(Data shown Opens)
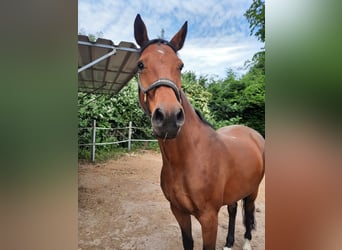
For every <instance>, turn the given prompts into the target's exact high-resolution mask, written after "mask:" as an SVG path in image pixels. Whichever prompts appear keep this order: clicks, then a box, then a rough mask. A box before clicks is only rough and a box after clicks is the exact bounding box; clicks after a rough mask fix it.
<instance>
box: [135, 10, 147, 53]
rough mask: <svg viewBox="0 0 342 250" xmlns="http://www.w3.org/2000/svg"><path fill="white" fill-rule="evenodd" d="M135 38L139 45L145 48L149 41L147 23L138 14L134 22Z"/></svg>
mask: <svg viewBox="0 0 342 250" xmlns="http://www.w3.org/2000/svg"><path fill="white" fill-rule="evenodd" d="M134 37H135V41H136V42H137V44H139V45H140V47H141V46H143V45H144V44H145V43H146V42H147V41H148V40H149V39H148V35H147V29H146V26H145V23H144V22H143V20H142V19H141V17H140V14H138V15H137V16H136V18H135V21H134Z"/></svg>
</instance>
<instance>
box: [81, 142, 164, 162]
mask: <svg viewBox="0 0 342 250" xmlns="http://www.w3.org/2000/svg"><path fill="white" fill-rule="evenodd" d="M142 150H152V151H155V152H158V153H160V149H159V145H158V142H134V143H132V144H131V151H128V149H127V147H120V146H117V145H114V146H113V147H112V148H111V149H108V147H107V148H101V147H96V152H95V162H96V163H99V162H104V161H108V160H117V159H119V158H120V157H122V156H123V155H125V154H127V153H138V152H140V151H142ZM90 151H91V149H90V147H84V148H80V149H79V151H78V159H79V161H82V162H91V153H90Z"/></svg>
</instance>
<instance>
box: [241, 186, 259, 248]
mask: <svg viewBox="0 0 342 250" xmlns="http://www.w3.org/2000/svg"><path fill="white" fill-rule="evenodd" d="M257 194H258V191H256V192H254V193H253V194H251V195H249V196H247V197H246V198H244V199H243V211H244V218H243V223H244V224H245V227H246V232H245V243H244V245H243V247H242V249H243V250H251V249H252V248H251V245H250V241H251V240H252V230H253V229H254V228H255V219H254V210H255V205H254V202H255V199H256V197H257Z"/></svg>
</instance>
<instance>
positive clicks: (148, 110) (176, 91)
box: [138, 74, 182, 116]
mask: <svg viewBox="0 0 342 250" xmlns="http://www.w3.org/2000/svg"><path fill="white" fill-rule="evenodd" d="M138 86H139V91H141V92H142V93H143V94H144V100H143V102H141V100H140V97H139V98H138V99H139V103H140V106H141V107H142V109H143V110H144V112H145V113H146V114H148V115H149V116H150V115H151V112H150V111H149V109H148V107H147V99H146V95H147V93H148V91H150V90H152V89H155V88H157V87H160V86H166V87H169V88H172V90H173V91H174V92H175V95H176V97H177V100H178V102H179V103H182V99H181V94H180V91H179V89H178V87H177V85H176V84H175V83H174V82H173V81H171V80H169V79H166V78H160V79H158V80H157V81H155V82H154V83H152V84H151V85H150V86H148V87H147V88H146V89H145V88H144V87H143V86H142V85H141V81H140V75H139V74H138Z"/></svg>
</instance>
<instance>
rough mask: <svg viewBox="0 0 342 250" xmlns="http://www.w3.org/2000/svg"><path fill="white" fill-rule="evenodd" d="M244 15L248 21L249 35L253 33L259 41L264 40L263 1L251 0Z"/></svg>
mask: <svg viewBox="0 0 342 250" xmlns="http://www.w3.org/2000/svg"><path fill="white" fill-rule="evenodd" d="M244 16H245V17H246V18H247V21H248V22H249V28H250V29H251V35H252V34H254V35H255V36H256V37H257V38H258V40H259V41H261V42H265V1H264V0H253V3H252V4H251V6H250V7H249V9H248V10H247V11H246V12H245V14H244Z"/></svg>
(Data shown Closes)
▶ **Activity**
Return the lines exactly as they stand, from the start of the entries through the line holding "positive clicks: (148, 110) (176, 91)"; omit the pictures.

▶ **Answer to the problem**
For every <instance>, turn the given prompts into the target's exact high-resolution mask, written after "mask:" as an SVG path in image pixels. Whichever prompts appear keep this order: clicks, then a box, then a rough mask. A box before clicks is only rough and a box after clicks is the exact bounding box; clicks after a rough mask fix it.
<instance>
box: [135, 10, 147, 53]
rough mask: <svg viewBox="0 0 342 250" xmlns="http://www.w3.org/2000/svg"><path fill="white" fill-rule="evenodd" d="M135 38L139 45L145 48L149 41L147 23L138 14L134 22Z"/></svg>
mask: <svg viewBox="0 0 342 250" xmlns="http://www.w3.org/2000/svg"><path fill="white" fill-rule="evenodd" d="M134 37H135V41H136V42H137V44H139V45H140V47H141V46H143V45H144V44H145V43H146V42H147V41H148V40H149V39H148V35H147V29H146V26H145V23H144V22H143V20H142V19H141V17H140V14H138V15H137V16H136V18H135V21H134Z"/></svg>
</instance>
<instance>
box: [81, 142, 164, 162]
mask: <svg viewBox="0 0 342 250" xmlns="http://www.w3.org/2000/svg"><path fill="white" fill-rule="evenodd" d="M142 150H152V151H155V152H158V153H160V149H159V145H158V142H134V143H132V144H131V151H128V149H127V147H120V146H117V145H114V146H113V147H112V148H111V149H108V147H107V148H101V147H96V152H95V162H96V163H99V162H104V161H108V160H117V159H119V158H120V157H122V156H123V155H125V154H127V153H138V152H140V151H142ZM90 151H91V149H90V147H84V148H80V149H79V151H78V159H79V161H82V162H91V153H90Z"/></svg>
</instance>
<instance>
box: [241, 186, 259, 248]
mask: <svg viewBox="0 0 342 250" xmlns="http://www.w3.org/2000/svg"><path fill="white" fill-rule="evenodd" d="M257 194H258V191H256V192H254V193H253V194H251V195H249V196H247V197H246V198H244V199H243V211H244V218H243V223H244V224H245V227H246V232H245V243H244V245H243V247H242V249H243V250H251V249H252V248H251V245H250V241H251V240H252V230H253V229H254V228H255V219H254V210H255V205H254V202H255V199H256V197H257Z"/></svg>
</instance>
<instance>
positive clicks: (148, 110) (176, 91)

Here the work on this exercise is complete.